Долгие годы война далека была от Гайдекруга. Фашисты маршировали перед тюрьмой и били в барабан. Нам понятно, почему тюрьма для них была святыней: это — их оплот против других народов. Сюда они сажали тех, кого сами грабили. Фашисты украли и город этот и край. Когда-то вся эта местность принадлежала литовцам. Тут жили и трудились мирные землепашцы. Они и теперь бывали здесь — в одиночке, за кирпичной стеной. Фашисты захватили их дома и поля. Тюрьма помогала им господствовать на уворованной земле. Не правосудию они присягали перед красным домом на площади, а волчьему закону. Их закон создан для истребления других народов. Их судьи судят всех, кроме настоящих преступников. Сами судьи — преступники, надо судей судить. Они мечтали весь мир посадить за решетку. Поэтому все человечество их ненавидит.

Что и говорить — грохот барабана им был приятнее гула орудий. Они бежали от этого гула за Неман. Но мы придем и туда. Мы помним, что здесь еще преддверие. Там найдем и доктора Шой и герра Якумайта. Там разыщем и главных тюремщиков и палачей.

Фронтовой дневник

21 апреля 1945 года. Вторую неделю нахожусь на берлинском направлении. Позади Варшава, Познань, Ландсберг, Штраусберг. До Познани летел с Львом Славиным на самолете, дальше мы с ним добирались на попутных грузовиках. Все города и городишки до Одера в белых флагах. В Ландсберге мы пришли с Ильей Бару к Всеволоду Вишневскому, он от «Правды» вместе с Золиным. Вишневский обрадовался балтийцам, развернул на столе карту и стал объяснять «обстановку и замысел предстоящего Берлинского сражения». В нем гибнет талант полководца. Золин помешал нашей беседе, «оберегает» Вишневского. К Берлину подтягивались кинооператоры, художники, корреспонденты [446] с других фронтов, много писателей — Борис Горбатов, Всеволод Иванов, Александр Бек, Василий Гроссман, Галин. До Штраусберга все держались вместе, потом разлетелись по разным направлениям. Из нашей газеты кроме Ильи Бару есть еще черноморцы: Борис Шейнин, «неистовый репортер», и Сеня Лифшиц — хромой, израненный, он имеет право идти на Берлин больше, чем все мы.
....
» Вопросы по материалу:
**1)** Кому, согласно отрывку, когда-то принадлежала местность вокруг Гайдекруга?
**2)** Подхватите отрывок о войне и продолжите его после последнего предложения.

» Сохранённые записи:
....
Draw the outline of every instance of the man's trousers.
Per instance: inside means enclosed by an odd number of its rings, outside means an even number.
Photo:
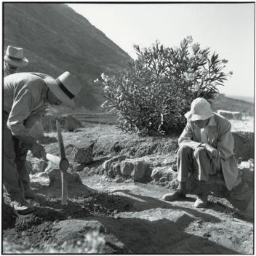
[[[177,180],[187,181],[189,172],[196,172],[199,180],[208,181],[209,175],[221,172],[220,160],[213,159],[204,147],[195,150],[180,145],[177,152]]]
[[[8,113],[3,111],[3,183],[11,198],[23,198],[24,191],[30,188],[29,173],[25,166],[28,150],[7,127]]]

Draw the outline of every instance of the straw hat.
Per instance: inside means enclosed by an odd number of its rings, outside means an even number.
[[[63,104],[71,108],[75,107],[73,98],[79,94],[81,87],[68,71],[64,72],[56,79],[47,76],[44,81]]]
[[[4,60],[6,63],[17,67],[28,64],[28,59],[23,56],[23,48],[14,47],[10,45],[7,49]]]
[[[197,97],[191,103],[191,111],[185,114],[188,121],[205,120],[214,116],[209,102],[202,98]]]

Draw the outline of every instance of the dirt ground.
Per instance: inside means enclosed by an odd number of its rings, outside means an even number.
[[[169,188],[113,179],[100,172],[106,159],[127,153],[132,157],[169,154],[172,161],[177,138],[142,138],[112,125],[84,124],[76,132],[63,134],[65,145],[84,146],[97,140],[95,162],[79,172],[68,170],[68,205],[61,204],[58,170],[31,173],[32,189],[43,196],[32,201],[36,212],[27,216],[17,215],[5,199],[3,252],[253,253],[253,222],[233,215],[225,202],[212,200],[207,208],[196,209],[194,195],[167,202],[161,196]],[[45,135],[56,137],[55,132]],[[57,152],[53,140],[45,147],[48,153]]]

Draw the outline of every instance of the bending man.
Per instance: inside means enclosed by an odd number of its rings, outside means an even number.
[[[30,129],[45,113],[48,104],[74,107],[81,86],[69,72],[57,79],[39,73],[17,73],[4,81],[4,186],[20,214],[33,208],[25,198],[33,198],[25,168],[28,149],[33,156],[45,157],[44,148],[30,135]]]

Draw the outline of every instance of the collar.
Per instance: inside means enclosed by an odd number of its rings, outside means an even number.
[[[41,94],[44,103],[47,102],[47,91],[48,91],[48,87],[44,82],[44,88],[43,88],[42,94]]]

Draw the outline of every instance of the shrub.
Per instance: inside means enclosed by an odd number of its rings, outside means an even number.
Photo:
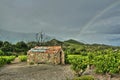
[[[93,76],[81,76],[81,77],[76,77],[73,80],[94,80]]]
[[[27,56],[26,56],[26,55],[18,56],[18,58],[19,58],[22,62],[27,61]]]

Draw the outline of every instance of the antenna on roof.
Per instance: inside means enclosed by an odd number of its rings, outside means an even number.
[[[44,41],[45,41],[45,33],[43,32],[38,32],[36,33],[36,41],[38,46],[43,46]]]

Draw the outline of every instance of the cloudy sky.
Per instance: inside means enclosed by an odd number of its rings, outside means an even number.
[[[120,0],[0,0],[0,29],[120,45]]]

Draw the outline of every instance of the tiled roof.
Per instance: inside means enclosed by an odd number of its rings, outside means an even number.
[[[34,47],[31,50],[29,50],[30,52],[39,52],[39,53],[57,53],[58,51],[60,51],[62,48],[61,46],[41,46],[41,47]]]

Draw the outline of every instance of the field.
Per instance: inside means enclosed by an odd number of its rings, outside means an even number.
[[[69,65],[27,65],[21,62],[0,68],[0,80],[66,80],[73,76]]]
[[[28,65],[29,47],[21,49],[23,42],[15,52],[1,48],[0,80],[120,80],[120,47],[73,40],[56,43],[63,45],[65,65]],[[25,45],[28,46],[24,43],[22,47]]]

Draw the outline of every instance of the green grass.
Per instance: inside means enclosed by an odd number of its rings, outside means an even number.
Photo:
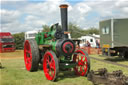
[[[46,80],[43,70],[28,72],[22,59],[2,59],[1,85],[93,85],[86,77],[75,76],[74,72],[60,72],[57,82]],[[128,68],[91,60],[91,69],[107,68],[109,72],[123,70],[128,75]]]
[[[121,58],[121,57],[118,57],[118,56],[113,56],[113,57],[107,57],[107,56],[103,57],[101,55],[90,55],[90,56],[98,58],[98,59],[116,62],[116,63],[123,64],[123,65],[128,65],[128,60]]]
[[[4,67],[0,69],[0,85],[93,85],[86,77],[76,76],[73,71],[60,72],[57,82],[48,81],[41,69],[37,72],[28,72],[24,66],[22,50],[1,53],[0,56]],[[98,55],[93,55],[93,57],[106,59]],[[128,61],[118,60],[117,62],[128,65]],[[91,59],[91,70],[97,70],[98,68],[107,68],[109,72],[122,70],[128,76],[128,68]]]

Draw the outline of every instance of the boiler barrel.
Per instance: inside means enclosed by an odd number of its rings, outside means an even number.
[[[62,25],[62,30],[63,32],[65,31],[68,31],[68,13],[67,13],[67,8],[68,8],[68,5],[66,4],[63,4],[63,5],[60,5],[60,10],[61,10],[61,25]],[[65,34],[64,35],[65,38],[68,38],[68,35]]]

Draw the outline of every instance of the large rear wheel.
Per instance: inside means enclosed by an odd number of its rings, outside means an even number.
[[[90,58],[83,49],[78,49],[73,55],[73,61],[77,63],[74,67],[75,73],[79,76],[86,76],[90,70]]]
[[[44,54],[43,69],[47,80],[54,81],[59,72],[58,58],[52,51],[47,51]]]
[[[28,71],[37,71],[39,66],[39,49],[35,40],[26,40],[24,43],[24,62]]]

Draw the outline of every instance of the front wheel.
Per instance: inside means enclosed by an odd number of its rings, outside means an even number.
[[[43,69],[47,80],[54,81],[56,79],[59,72],[59,62],[54,52],[47,51],[44,54]]]
[[[83,49],[78,49],[73,55],[73,61],[77,63],[74,67],[75,73],[79,76],[86,76],[90,70],[90,58]]]
[[[24,43],[24,62],[28,71],[37,71],[39,66],[39,49],[35,40],[26,40]]]

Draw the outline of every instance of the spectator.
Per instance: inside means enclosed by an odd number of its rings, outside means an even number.
[[[96,40],[96,48],[100,48],[100,43]]]
[[[87,41],[87,42],[86,42],[86,46],[87,46],[87,47],[91,47],[91,44]]]

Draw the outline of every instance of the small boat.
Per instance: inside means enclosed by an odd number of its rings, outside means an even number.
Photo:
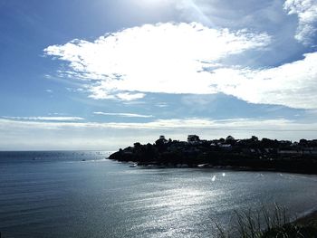
[[[138,164],[131,164],[131,165],[130,165],[129,167],[136,167],[138,166]]]

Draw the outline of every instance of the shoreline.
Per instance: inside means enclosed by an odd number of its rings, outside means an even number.
[[[293,223],[299,225],[312,225],[317,227],[317,209],[304,214],[303,216],[296,218]]]

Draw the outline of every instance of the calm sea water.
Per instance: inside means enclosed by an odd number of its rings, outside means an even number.
[[[2,237],[213,237],[235,210],[317,208],[316,176],[144,169],[108,155],[0,152]]]

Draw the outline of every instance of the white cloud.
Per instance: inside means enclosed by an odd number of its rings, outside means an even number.
[[[224,63],[233,56],[247,62],[246,51],[265,50],[270,41],[266,33],[245,30],[158,24],[126,29],[93,43],[76,40],[49,46],[45,52],[69,62],[72,77],[91,79],[88,89],[93,99],[128,101],[148,92],[222,92],[252,103],[317,109],[317,52],[272,68]]]
[[[92,123],[27,121],[0,119],[0,150],[110,149],[154,142],[159,135],[186,140],[188,134],[201,138],[232,135],[236,138],[259,138],[298,140],[315,138],[317,123],[283,119],[158,119],[147,123]]]
[[[280,104],[298,109],[317,109],[317,52],[279,67],[218,69],[212,81],[219,92],[253,103]]]
[[[95,111],[93,112],[93,114],[103,115],[103,116],[125,117],[125,118],[153,118],[152,115],[142,115],[142,114],[135,114],[135,113],[112,113],[112,112]]]
[[[72,77],[94,80],[91,97],[129,100],[144,92],[214,93],[206,67],[263,49],[270,40],[245,30],[168,23],[129,28],[92,43],[74,40],[44,52],[69,62]]]
[[[283,5],[289,14],[297,14],[299,25],[295,39],[304,44],[311,43],[317,32],[317,1],[286,0]]]
[[[82,120],[80,117],[0,117],[2,119],[16,120],[43,120],[43,121],[76,121]]]

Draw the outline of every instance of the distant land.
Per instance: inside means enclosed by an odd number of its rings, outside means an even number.
[[[200,139],[188,135],[187,141],[166,139],[133,147],[111,154],[110,159],[133,162],[145,167],[221,167],[244,170],[317,174],[317,139],[298,142],[262,138]]]

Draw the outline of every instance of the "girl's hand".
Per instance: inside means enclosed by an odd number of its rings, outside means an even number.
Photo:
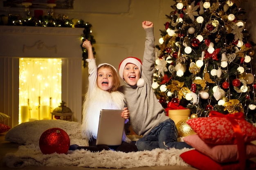
[[[122,117],[124,119],[128,119],[130,117],[130,112],[127,107],[124,108],[123,111],[121,115]]]

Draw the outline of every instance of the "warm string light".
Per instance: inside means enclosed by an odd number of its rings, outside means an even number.
[[[19,90],[19,108],[29,106],[29,118],[49,119],[50,107],[56,108],[61,102],[61,59],[20,58]],[[49,108],[41,117],[40,108],[45,112]]]

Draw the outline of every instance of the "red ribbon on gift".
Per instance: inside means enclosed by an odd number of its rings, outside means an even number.
[[[166,112],[166,115],[168,116],[169,115],[169,110],[174,110],[174,109],[186,109],[184,107],[182,106],[178,105],[177,106],[175,103],[169,102],[168,104],[167,104],[167,107],[165,109],[165,112]]]
[[[241,128],[236,119],[245,121],[243,113],[238,112],[234,114],[224,115],[216,111],[211,111],[209,113],[209,117],[226,117],[229,120],[232,125],[232,127],[235,132],[236,139],[237,148],[238,153],[238,159],[240,162],[240,169],[243,170],[245,168],[246,153],[245,141],[243,137]]]

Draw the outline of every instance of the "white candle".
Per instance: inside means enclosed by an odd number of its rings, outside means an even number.
[[[40,119],[45,119],[45,118],[48,118],[49,117],[49,107],[47,105],[42,105],[40,106],[41,110],[40,110]]]
[[[31,118],[38,119],[38,111],[36,109],[32,109],[31,110]]]
[[[29,121],[29,106],[20,106],[20,119],[21,123]]]

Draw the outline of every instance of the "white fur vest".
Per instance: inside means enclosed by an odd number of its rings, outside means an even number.
[[[97,139],[99,120],[101,109],[123,109],[125,107],[124,96],[119,91],[109,93],[97,86],[91,93],[87,94],[83,105],[83,119],[81,131],[83,138],[87,140]],[[130,142],[124,132],[123,141]]]

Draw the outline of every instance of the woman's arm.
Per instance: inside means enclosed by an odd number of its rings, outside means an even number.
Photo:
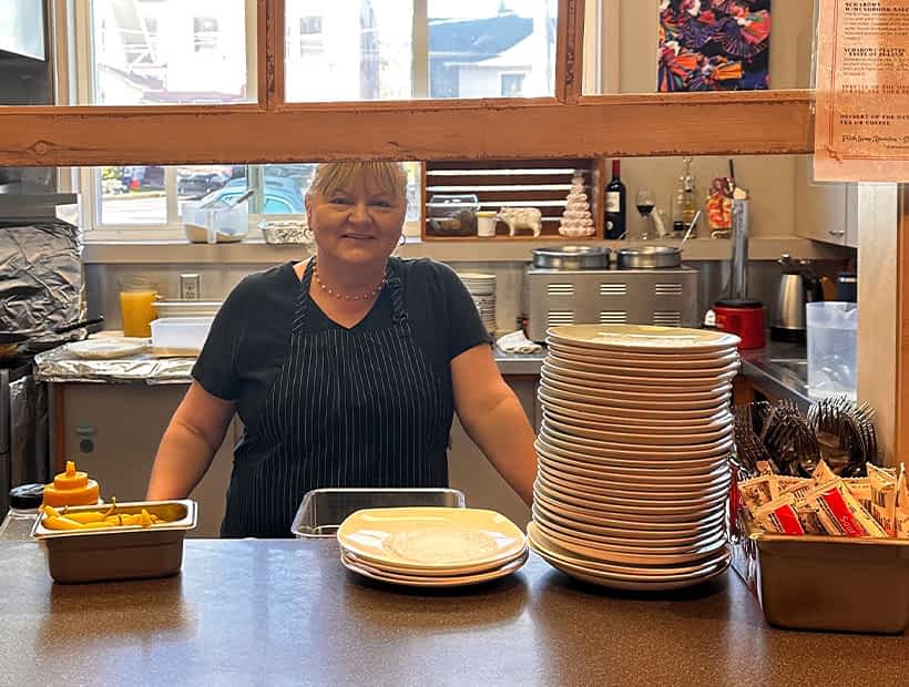
[[[518,495],[533,501],[537,452],[533,428],[499,373],[487,344],[451,361],[455,408],[467,433]]]
[[[190,495],[224,441],[235,406],[234,401],[223,401],[193,381],[157,448],[146,499],[159,501]]]

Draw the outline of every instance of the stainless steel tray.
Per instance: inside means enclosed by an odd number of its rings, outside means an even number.
[[[909,627],[909,540],[790,536],[744,524],[772,625],[884,634]]]
[[[297,539],[334,537],[356,511],[417,505],[462,509],[464,495],[457,489],[314,489],[304,495],[290,532]]]

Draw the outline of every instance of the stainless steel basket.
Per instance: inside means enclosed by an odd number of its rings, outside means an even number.
[[[297,539],[333,537],[356,511],[419,505],[462,509],[464,495],[457,489],[314,489],[303,498],[290,532]]]

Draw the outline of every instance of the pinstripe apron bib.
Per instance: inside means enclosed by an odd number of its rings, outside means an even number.
[[[223,536],[289,536],[310,489],[448,484],[452,396],[413,340],[399,268],[391,260],[386,274],[389,327],[309,334],[313,265],[259,422],[267,450],[237,452]]]

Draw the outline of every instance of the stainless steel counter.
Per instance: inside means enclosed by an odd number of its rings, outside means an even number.
[[[803,411],[811,404],[804,344],[768,339],[766,347],[742,352],[741,373],[768,396],[795,401]]]
[[[186,542],[165,580],[57,585],[0,546],[3,685],[899,685],[909,639],[770,627],[735,573],[610,592],[537,555],[463,589],[365,581],[337,543]]]
[[[505,377],[535,376],[540,373],[545,352],[507,353],[496,347],[493,357]],[[154,358],[150,355],[122,360],[81,360],[63,348],[41,353],[34,360],[38,378],[57,383],[188,384],[194,362],[193,358]]]

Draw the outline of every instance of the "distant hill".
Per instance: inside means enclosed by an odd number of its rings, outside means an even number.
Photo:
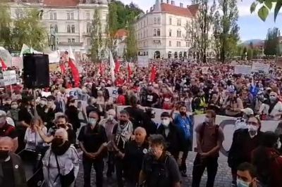
[[[251,42],[252,42],[252,44],[254,44],[254,45],[257,45],[257,44],[264,42],[264,40],[259,39],[250,39],[250,40],[245,41],[244,42],[242,43],[242,44],[250,45],[250,44]]]

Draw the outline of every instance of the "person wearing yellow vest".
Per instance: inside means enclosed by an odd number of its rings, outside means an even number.
[[[204,114],[207,105],[207,102],[204,98],[204,92],[200,90],[192,102],[192,110],[196,115]]]

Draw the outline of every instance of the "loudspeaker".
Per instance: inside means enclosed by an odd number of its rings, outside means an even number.
[[[28,89],[49,86],[49,57],[44,54],[24,54],[23,84]]]

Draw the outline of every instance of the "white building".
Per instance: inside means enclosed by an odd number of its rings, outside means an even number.
[[[70,46],[82,53],[90,48],[94,11],[99,10],[104,33],[109,14],[108,0],[11,0],[10,7],[13,19],[23,17],[27,8],[38,8],[49,36],[51,30],[56,32],[58,49],[63,51]]]
[[[135,23],[138,56],[149,58],[192,56],[192,42],[185,39],[185,25],[191,25],[197,10],[197,5],[178,6],[173,1],[156,0],[150,11],[140,15]]]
....
» Ответы по заданиям:
**1)** Литовцам.

**2)**
Две армии — 3-я Ударная генерала Кузнецова и 5-я — генерала Берзарина — перешли кольцевое шоссе и вступили в предместья Берлина. Вероятно, и другие армии ворвались в город. Нахожусь в армии генерала Перхоровича, его части тоже вступили в Гросс Берлин, как говорят встречные немцы, подтверждая, что мы уже в Большом Берлине. Это понимаешь и без них, когда пересекаешь выложенные брусчаткой первые трамвайные пути. Пригород ли, предместье, но это уже Берлин.

Взят в плен командир 563-го полка подполковник Вернер Панков, 1897 года рождения, уроженец Кенигсберга, по образованию врач. Участвовал в его допросе. Он служил в армии до двадцатого года, был на первой мировой войне. Дивизия «Берлин», в которую входит его полк, сформирована в начале сорок пятого года из резервных частей, ранее дислоцировавшихся в Дании. Командир дивизии генерал-майор Фойгтсбергер. Оружие полка: «штурмгевер, панцершрекк», — так сказал подполковник. Это о фаустпатронах. Подполковник показал, что, ожидая наступления, строили укрепления от Одера до Берлина. Концентрировали артиллерию. 13 и 14 апреля на его КП побывали 10–12 командиров артиллерийских батарей, интересовались обстановкой и противником. Подтянули резервные части для контрударов. Фюрер приказал обороняться на Одере до последнего солдата. Там решалась судьба Берлина. «16 апреля после ураганной артподготовки части нашей дивизии не сумели задержаться на рубежах, — рассказывает подполковник, — пытались отойти на главную оборонительную линию севернее Зеелова. Но давление русских было так сильно, что мы не удержались и там. Связь со штабом дивизии потеряли 17-го. Решил отходить без санкции дивизии. Но к вечеру 17-го мой полк и приданные ему две саперные роты и два батальона учебного авиаполка были окружены. Два раза пробовал прорваться. К 18-му дивизия была разгромлена».

К концу беседы подполковник попытался было «высоко оценить» действия наших войск, даже разобрать их с военной точки зрения, но потом сник и произнес: «С иллюзиями покончено».

На стенах домов, на каменных оградах надписи черной краской: «Берлин блайбт дойч!» — Берлин остается немецким! Это, [447] как объясняют пленные, из «суточного приказа фюрера». Там еще сказано: «Вена снова будет немецкой. Европа никогда не будет русской. Будьте бдительны по отношению к небольшой группе офицеров и солдат, которые ради спасения своей жалкой жизни станут бороться против нас. Судьба убрала одного из величайших во все времена поджигателей войны. Решится поворот этой войны. Адольф Гитлер». Это — о смерти Рузвельта. Иван Николаевич Королев, член Военного совета армии, дал мне копию такого приказа фюрера, адресованного солдатам 3-го танкового корпуса СС. На нем пометка: «Немедленно». Не помогло.

Генерал Перхорович получил приказ изменить направление — не в глубь города, а в обход, на соединение с частями Первого Украинского фронта.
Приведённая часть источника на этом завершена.